Exercise aim: Copy these lines word for word, beginning at the start and ending after the line that contains "negative clicks: (197, 178)". Omit the pictures.

Provided records:
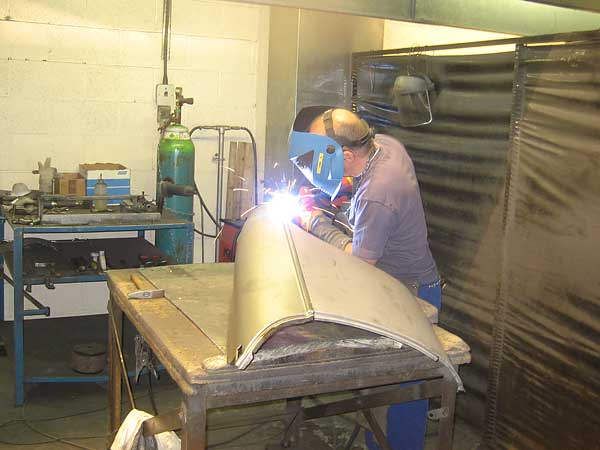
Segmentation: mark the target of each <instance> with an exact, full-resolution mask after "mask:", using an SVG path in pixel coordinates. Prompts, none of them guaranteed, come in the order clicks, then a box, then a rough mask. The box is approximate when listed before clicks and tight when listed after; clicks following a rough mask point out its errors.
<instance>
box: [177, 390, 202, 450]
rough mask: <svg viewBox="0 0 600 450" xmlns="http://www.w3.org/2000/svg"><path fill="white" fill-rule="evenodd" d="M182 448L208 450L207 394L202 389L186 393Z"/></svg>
mask: <svg viewBox="0 0 600 450" xmlns="http://www.w3.org/2000/svg"><path fill="white" fill-rule="evenodd" d="M181 410H182V412H183V420H182V421H183V428H182V430H181V450H206V396H205V395H204V393H203V392H202V391H200V392H198V393H196V394H194V395H184V398H183V401H182V402H181Z"/></svg>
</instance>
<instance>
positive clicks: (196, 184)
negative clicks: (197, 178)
mask: <svg viewBox="0 0 600 450" xmlns="http://www.w3.org/2000/svg"><path fill="white" fill-rule="evenodd" d="M194 190H195V191H196V195H197V196H198V198H199V199H200V206H202V208H203V209H204V211H206V214H208V217H210V220H212V222H213V223H214V224H215V226H216V227H217V228H219V223H218V222H217V219H215V216H213V215H212V213H211V212H210V210H209V209H208V206H206V203H205V202H204V198H202V194H200V190H199V189H198V185H197V184H196V181H194Z"/></svg>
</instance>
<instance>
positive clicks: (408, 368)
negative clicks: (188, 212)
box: [108, 264, 470, 450]
mask: <svg viewBox="0 0 600 450" xmlns="http://www.w3.org/2000/svg"><path fill="white" fill-rule="evenodd" d="M132 272H137V271H132V270H118V271H109V273H108V285H109V289H110V293H111V297H110V304H109V313H110V314H112V315H113V316H112V317H113V319H114V327H113V326H112V325H111V323H113V322H111V321H110V320H109V376H110V383H109V392H108V397H109V403H110V426H111V430H112V432H113V435H114V433H115V432H116V430H117V429H118V427H119V425H120V423H121V405H122V393H121V390H122V369H121V366H120V362H119V356H118V355H119V353H118V346H117V342H116V341H117V339H119V340H121V339H122V338H121V337H120V336H122V334H121V328H122V324H123V317H124V315H125V316H126V317H127V318H128V319H129V321H131V323H132V325H133V326H134V328H135V329H137V331H138V332H139V333H140V334H141V335H142V336H143V337H144V339H145V340H146V342H147V343H148V344H149V345H150V347H151V348H152V350H153V352H154V354H155V355H156V357H157V358H158V360H159V362H160V363H161V364H162V365H163V366H164V367H165V368H166V370H167V371H168V372H169V374H170V376H171V377H172V378H173V379H174V380H175V381H176V383H177V385H178V386H179V389H180V391H181V397H182V402H181V410H180V411H174V412H172V413H171V414H166V415H164V416H158V418H156V419H155V420H154V421H153V422H152V425H148V427H147V429H148V428H149V429H150V430H154V431H159V430H160V431H164V430H165V429H169V428H170V429H175V428H181V429H182V449H183V450H190V449H195V450H196V449H205V448H206V433H207V428H206V427H207V410H208V409H212V408H221V407H226V406H234V405H244V404H250V403H258V402H263V401H271V400H281V399H287V400H288V405H289V409H288V410H289V412H290V416H289V418H290V420H291V422H290V423H291V426H290V427H289V430H294V429H295V428H297V426H298V425H299V423H301V421H302V419H304V420H309V419H314V418H317V417H323V416H329V415H337V414H342V413H347V412H351V411H363V412H364V413H365V414H366V415H370V408H373V407H376V406H381V405H386V404H390V403H398V402H403V401H410V400H415V399H419V398H433V397H438V398H440V402H441V403H440V408H439V409H438V410H437V412H438V413H440V422H439V433H438V447H437V448H438V449H450V448H451V442H452V429H453V420H454V402H455V395H456V390H457V383H456V380H455V379H454V378H453V376H452V375H451V373H450V371H449V369H448V368H446V367H445V366H443V365H442V364H441V363H440V362H436V361H434V360H432V359H430V358H428V357H426V356H424V355H422V354H421V353H419V352H417V351H416V350H413V349H411V348H409V347H407V346H403V347H401V348H400V347H399V345H398V344H397V343H396V342H395V341H392V340H390V339H387V338H383V337H381V336H377V335H373V334H372V333H369V332H367V331H364V330H359V329H356V328H352V327H345V326H342V325H337V324H332V323H323V322H310V323H306V324H302V325H294V326H290V327H288V328H285V329H283V330H282V331H279V332H278V333H277V334H275V335H274V336H272V337H271V338H270V339H269V340H268V341H267V342H266V343H265V344H264V345H263V347H262V348H261V349H260V350H259V351H258V353H257V354H256V355H255V357H254V360H253V362H252V363H251V364H250V365H249V367H248V368H247V369H245V370H239V369H237V368H236V367H234V366H231V365H229V364H227V363H226V361H225V356H224V352H223V349H222V343H223V342H224V341H226V339H227V337H226V336H227V323H228V316H229V305H230V304H231V297H232V291H233V264H193V265H179V266H165V267H156V268H151V269H142V270H141V272H142V274H143V275H144V277H145V278H147V279H148V280H149V281H151V282H152V283H153V284H154V285H155V286H157V287H159V288H161V289H165V297H162V298H157V299H151V300H132V299H128V298H127V295H128V293H130V292H132V291H134V290H137V288H136V286H135V285H134V284H133V283H132V281H131V279H130V276H131V273H132ZM434 309H435V308H434ZM198 314H201V315H202V323H203V324H205V325H204V327H203V329H200V327H199V326H198V325H197V324H196V322H195V321H194V317H195V316H197V315H198ZM434 329H435V332H436V334H437V336H438V338H439V340H440V342H441V343H442V344H443V347H444V350H445V351H446V353H447V354H448V356H449V358H450V360H451V362H452V364H453V365H456V366H458V365H461V364H466V363H468V362H470V352H469V347H468V346H467V345H466V344H465V343H464V341H462V340H461V339H460V338H458V337H457V336H454V335H452V334H450V333H448V332H447V331H445V330H443V329H441V328H439V327H435V326H434ZM115 330H116V332H117V333H116V335H115ZM416 380H423V381H422V382H421V383H418V384H412V385H410V386H400V383H404V382H407V381H416ZM375 387H380V388H379V389H384V392H379V391H377V390H371V389H370V390H369V391H368V392H367V391H364V390H365V389H369V388H375ZM342 391H353V395H354V397H353V398H350V399H348V400H341V401H337V402H334V403H330V404H325V405H319V406H316V407H312V408H302V406H301V402H300V401H299V400H298V399H300V398H302V397H304V396H309V395H316V394H324V393H333V392H342ZM365 411H366V412H365ZM294 418H295V419H294ZM371 418H372V416H371ZM169 425H170V426H169ZM379 431H380V430H379ZM376 435H377V433H376Z"/></svg>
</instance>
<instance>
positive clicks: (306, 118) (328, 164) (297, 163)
mask: <svg viewBox="0 0 600 450" xmlns="http://www.w3.org/2000/svg"><path fill="white" fill-rule="evenodd" d="M334 109H335V107H332V106H309V107H306V108H303V109H302V110H300V112H299V113H298V115H297V116H296V120H294V125H293V126H292V131H291V133H290V137H289V140H288V148H289V152H288V157H289V159H290V160H291V161H292V162H293V163H294V165H295V166H296V167H297V168H298V170H300V172H302V174H303V175H304V176H305V177H306V179H307V180H308V181H310V182H311V183H312V184H313V185H314V186H316V187H318V188H319V189H321V190H322V191H323V192H326V193H327V194H329V195H330V196H331V198H332V199H333V198H334V197H335V196H336V195H337V193H338V191H339V189H340V187H341V184H342V178H343V176H344V152H343V149H342V146H348V147H354V146H358V145H364V144H365V143H366V142H368V140H369V139H371V138H372V137H373V131H372V130H371V128H369V126H368V125H367V123H366V122H364V121H363V122H364V126H365V136H364V137H362V138H361V139H359V140H356V141H350V140H348V139H346V138H344V137H343V136H337V135H336V134H335V132H334V131H333V121H332V119H331V114H332V112H333V110H334ZM321 114H323V122H324V125H325V130H326V133H327V136H323V135H321V134H316V133H309V132H308V130H309V129H310V125H311V123H312V122H313V120H314V119H315V118H317V117H318V116H320V115H321Z"/></svg>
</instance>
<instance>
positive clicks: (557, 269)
mask: <svg viewBox="0 0 600 450" xmlns="http://www.w3.org/2000/svg"><path fill="white" fill-rule="evenodd" d="M518 54H519V59H518V73H517V83H516V86H517V90H516V97H515V112H514V114H515V117H514V121H513V124H514V127H513V136H512V141H511V142H512V145H511V148H510V155H511V157H510V159H511V177H510V183H509V187H508V203H507V204H508V206H509V207H508V209H507V218H506V238H505V242H506V244H505V245H506V247H505V255H506V256H505V258H504V261H503V267H504V270H503V276H502V285H501V286H502V288H501V290H500V295H499V298H498V314H497V317H498V322H497V326H496V333H495V341H494V347H493V349H494V351H493V355H492V359H491V361H492V372H491V373H492V377H491V378H490V392H489V393H490V395H489V397H490V399H491V400H492V401H490V404H489V410H488V416H487V421H486V422H487V427H486V431H487V433H486V444H487V445H488V447H490V448H494V449H496V448H498V449H515V448H518V449H523V450H528V449H532V450H533V449H540V448H548V449H550V448H551V449H561V450H563V449H564V450H569V449H584V448H585V449H592V448H600V447H599V445H600V444H599V443H600V239H599V236H600V33H598V34H597V38H596V39H595V40H592V41H590V42H582V43H571V44H565V45H551V46H550V45H548V46H532V47H520V48H519V50H518Z"/></svg>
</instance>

Answer to this exercise:
Segmentation: mark the target of each <instance> with an exact, full-resolution mask after "mask:", using an SVG path in pixel coordinates. Prompts, none of them guaranteed, come in the order clicks, then a box, then a rough mask. The box is approximate when listed before clicks and tight when listed after; clicks following a rough mask point out its errors.
<instance>
box: [177, 390, 202, 450]
rough mask: <svg viewBox="0 0 600 450" xmlns="http://www.w3.org/2000/svg"><path fill="white" fill-rule="evenodd" d="M182 448L208 450L207 394L202 389L186 393Z"/></svg>
mask: <svg viewBox="0 0 600 450" xmlns="http://www.w3.org/2000/svg"><path fill="white" fill-rule="evenodd" d="M181 410H182V412H183V420H182V421H183V428H182V430H181V450H206V396H205V395H204V393H203V392H202V391H200V392H198V393H196V394H194V395H184V398H183V401H182V402H181Z"/></svg>
</instance>
<instance>
positive clicks: (196, 184)
negative clicks: (197, 178)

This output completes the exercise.